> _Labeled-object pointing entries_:
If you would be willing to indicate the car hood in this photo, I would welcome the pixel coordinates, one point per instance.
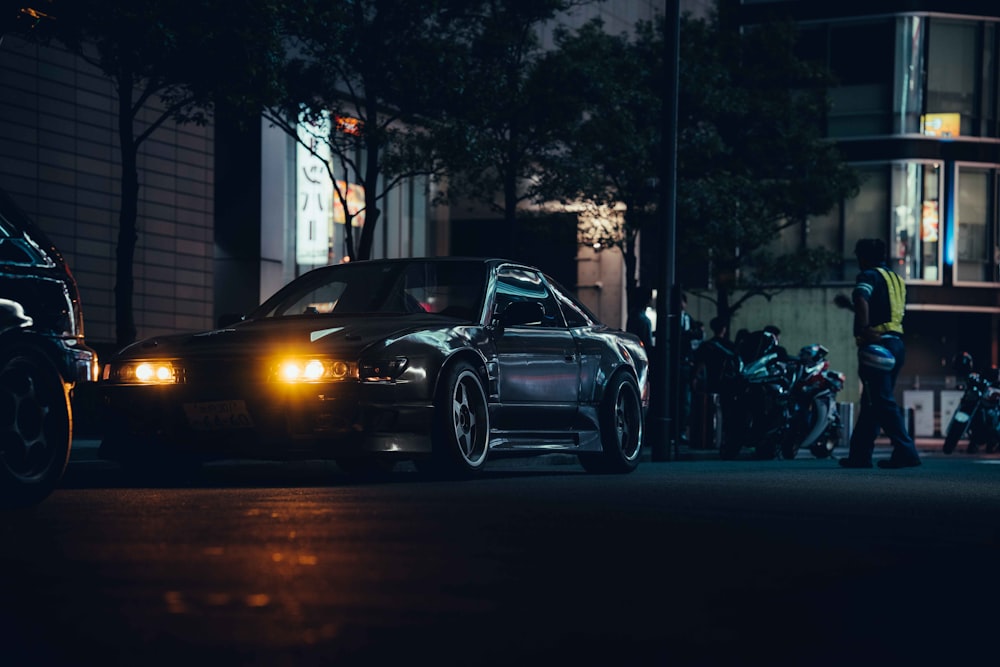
(305, 335)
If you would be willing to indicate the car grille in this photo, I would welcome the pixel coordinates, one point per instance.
(217, 372)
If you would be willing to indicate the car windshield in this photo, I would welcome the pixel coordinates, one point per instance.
(449, 288)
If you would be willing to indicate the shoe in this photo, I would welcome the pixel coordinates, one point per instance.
(893, 464)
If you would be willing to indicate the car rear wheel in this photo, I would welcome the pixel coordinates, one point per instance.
(35, 428)
(621, 426)
(461, 423)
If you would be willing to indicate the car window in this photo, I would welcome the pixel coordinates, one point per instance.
(516, 284)
(452, 289)
(576, 314)
(15, 250)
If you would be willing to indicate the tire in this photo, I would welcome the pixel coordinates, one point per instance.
(622, 428)
(461, 431)
(36, 429)
(956, 429)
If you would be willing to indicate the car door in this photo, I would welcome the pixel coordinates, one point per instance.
(538, 363)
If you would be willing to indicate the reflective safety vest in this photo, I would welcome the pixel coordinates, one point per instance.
(897, 302)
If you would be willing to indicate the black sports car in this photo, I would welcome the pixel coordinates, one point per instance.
(43, 358)
(443, 361)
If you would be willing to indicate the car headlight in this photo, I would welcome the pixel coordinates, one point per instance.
(315, 369)
(143, 372)
(382, 370)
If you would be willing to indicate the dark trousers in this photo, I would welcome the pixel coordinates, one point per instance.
(879, 410)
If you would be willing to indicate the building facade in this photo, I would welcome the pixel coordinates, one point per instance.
(224, 214)
(915, 110)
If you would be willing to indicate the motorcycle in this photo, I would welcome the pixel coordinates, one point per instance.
(757, 408)
(814, 420)
(978, 410)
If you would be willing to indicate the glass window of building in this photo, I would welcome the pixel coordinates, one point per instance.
(975, 251)
(865, 215)
(915, 242)
(953, 69)
(861, 62)
(908, 106)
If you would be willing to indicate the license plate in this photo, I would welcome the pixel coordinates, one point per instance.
(218, 415)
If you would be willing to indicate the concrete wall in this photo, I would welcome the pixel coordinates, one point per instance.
(59, 161)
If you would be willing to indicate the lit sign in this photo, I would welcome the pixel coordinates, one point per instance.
(355, 196)
(312, 214)
(941, 124)
(348, 125)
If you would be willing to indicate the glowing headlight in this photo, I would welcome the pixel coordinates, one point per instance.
(313, 370)
(143, 372)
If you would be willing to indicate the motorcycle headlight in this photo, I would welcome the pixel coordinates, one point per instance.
(143, 372)
(313, 369)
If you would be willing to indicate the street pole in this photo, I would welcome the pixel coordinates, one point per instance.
(666, 355)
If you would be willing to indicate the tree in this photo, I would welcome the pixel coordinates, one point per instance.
(609, 151)
(358, 88)
(155, 53)
(501, 114)
(752, 158)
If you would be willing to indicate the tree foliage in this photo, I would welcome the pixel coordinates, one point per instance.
(752, 160)
(500, 112)
(171, 60)
(752, 157)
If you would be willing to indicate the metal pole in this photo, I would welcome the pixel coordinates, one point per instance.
(666, 357)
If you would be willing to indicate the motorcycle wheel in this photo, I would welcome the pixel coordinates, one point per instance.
(956, 429)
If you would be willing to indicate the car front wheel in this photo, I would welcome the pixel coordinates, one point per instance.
(621, 426)
(461, 422)
(35, 429)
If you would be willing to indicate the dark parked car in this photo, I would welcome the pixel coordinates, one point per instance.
(42, 358)
(443, 361)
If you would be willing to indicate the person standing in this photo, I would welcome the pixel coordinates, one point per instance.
(879, 299)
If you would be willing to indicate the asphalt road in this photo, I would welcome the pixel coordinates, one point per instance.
(700, 562)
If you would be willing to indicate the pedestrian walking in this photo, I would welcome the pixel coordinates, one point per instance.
(878, 301)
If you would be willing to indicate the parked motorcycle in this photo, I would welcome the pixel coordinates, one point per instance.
(978, 411)
(814, 420)
(756, 408)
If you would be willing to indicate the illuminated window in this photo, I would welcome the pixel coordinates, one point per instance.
(976, 237)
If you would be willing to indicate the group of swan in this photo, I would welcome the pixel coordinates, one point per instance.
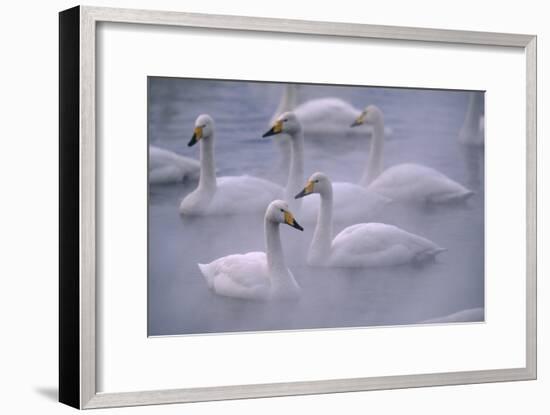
(168, 167)
(473, 128)
(322, 119)
(360, 245)
(259, 275)
(223, 195)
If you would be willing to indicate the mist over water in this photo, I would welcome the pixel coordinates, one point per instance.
(425, 125)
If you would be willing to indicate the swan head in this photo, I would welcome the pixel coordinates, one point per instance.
(370, 115)
(204, 128)
(286, 123)
(278, 212)
(317, 183)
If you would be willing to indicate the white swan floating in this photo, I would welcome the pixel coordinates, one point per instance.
(404, 182)
(350, 199)
(257, 275)
(224, 195)
(473, 130)
(462, 316)
(364, 244)
(165, 166)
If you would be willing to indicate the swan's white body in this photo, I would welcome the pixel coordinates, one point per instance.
(351, 200)
(323, 120)
(414, 182)
(470, 314)
(473, 129)
(364, 244)
(404, 182)
(168, 167)
(225, 195)
(255, 275)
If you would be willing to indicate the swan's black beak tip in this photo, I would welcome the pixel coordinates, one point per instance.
(193, 141)
(269, 133)
(297, 226)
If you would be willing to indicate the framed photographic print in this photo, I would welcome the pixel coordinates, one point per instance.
(255, 207)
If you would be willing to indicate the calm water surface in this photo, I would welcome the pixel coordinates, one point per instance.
(425, 126)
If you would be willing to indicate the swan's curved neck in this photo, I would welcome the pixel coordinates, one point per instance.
(274, 250)
(295, 180)
(207, 179)
(321, 243)
(375, 160)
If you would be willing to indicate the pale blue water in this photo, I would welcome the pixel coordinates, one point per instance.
(425, 125)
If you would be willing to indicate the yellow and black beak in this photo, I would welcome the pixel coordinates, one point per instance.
(289, 220)
(197, 135)
(276, 129)
(306, 191)
(359, 120)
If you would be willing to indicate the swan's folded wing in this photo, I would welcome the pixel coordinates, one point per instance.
(241, 194)
(351, 202)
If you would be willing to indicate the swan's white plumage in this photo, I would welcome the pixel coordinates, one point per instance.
(322, 113)
(350, 201)
(168, 167)
(472, 131)
(240, 275)
(379, 245)
(233, 195)
(224, 195)
(360, 245)
(256, 275)
(407, 181)
(414, 182)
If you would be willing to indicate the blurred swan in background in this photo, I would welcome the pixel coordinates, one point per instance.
(404, 182)
(364, 244)
(165, 166)
(350, 199)
(257, 275)
(470, 314)
(223, 195)
(473, 128)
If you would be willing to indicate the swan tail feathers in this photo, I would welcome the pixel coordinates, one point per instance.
(452, 197)
(428, 255)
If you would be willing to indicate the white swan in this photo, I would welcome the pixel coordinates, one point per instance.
(350, 199)
(165, 166)
(404, 182)
(223, 195)
(473, 129)
(364, 244)
(288, 125)
(257, 275)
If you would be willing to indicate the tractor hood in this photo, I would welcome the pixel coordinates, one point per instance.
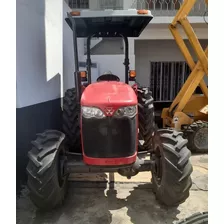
(108, 93)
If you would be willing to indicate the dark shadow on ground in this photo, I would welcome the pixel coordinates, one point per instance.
(98, 205)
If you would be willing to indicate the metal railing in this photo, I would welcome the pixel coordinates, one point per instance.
(168, 7)
(157, 7)
(166, 79)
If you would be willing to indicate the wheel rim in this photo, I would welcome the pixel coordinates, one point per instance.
(157, 171)
(201, 138)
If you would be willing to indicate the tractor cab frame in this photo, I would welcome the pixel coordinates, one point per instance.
(108, 23)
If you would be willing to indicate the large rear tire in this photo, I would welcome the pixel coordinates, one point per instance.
(171, 173)
(71, 121)
(146, 117)
(46, 181)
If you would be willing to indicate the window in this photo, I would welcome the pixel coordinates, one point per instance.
(111, 4)
(78, 4)
(166, 79)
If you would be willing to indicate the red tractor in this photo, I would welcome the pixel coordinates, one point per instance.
(108, 125)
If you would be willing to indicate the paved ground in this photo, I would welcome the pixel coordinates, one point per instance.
(131, 202)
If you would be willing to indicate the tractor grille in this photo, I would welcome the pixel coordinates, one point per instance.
(109, 137)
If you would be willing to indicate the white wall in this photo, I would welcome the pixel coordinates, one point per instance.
(113, 63)
(156, 50)
(38, 51)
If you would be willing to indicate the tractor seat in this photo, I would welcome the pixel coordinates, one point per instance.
(108, 76)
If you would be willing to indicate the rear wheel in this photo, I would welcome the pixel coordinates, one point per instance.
(47, 180)
(146, 116)
(71, 121)
(197, 135)
(171, 173)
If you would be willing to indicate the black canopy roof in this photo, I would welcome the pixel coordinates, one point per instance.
(110, 23)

> _Set exercise_: Extract the lines above from the one containing "If you would be willing to indicate the paved" to the last line, both included, exactly as written.

> _Result of the exercise_:
If you would be willing to indicate the paved ground in this photo, I would welcome the pixel coordinates, one point per instance.
(131, 202)
If you would be willing to indicate the tractor grille in this photo, I would welcome the pixel coordinates, one point per instance.
(109, 137)
If you would be willing to indicate the white wall in this photo, I would welcome the pixel coordinates, one point per instance.
(113, 63)
(156, 50)
(38, 51)
If you would be willing to indicate the tractor seat in this photo, I would welcome the pixel coordinates, one point per instance.
(108, 76)
If you would be willing to indicate the rear wheel in this photo, I would welcome the pixel coordinates, one point per instance.
(47, 180)
(146, 116)
(71, 121)
(197, 135)
(171, 173)
If you would be willing to indicate the black canopy roof in this photo, I would welcome the pixel coordinates, one point per instance.
(110, 23)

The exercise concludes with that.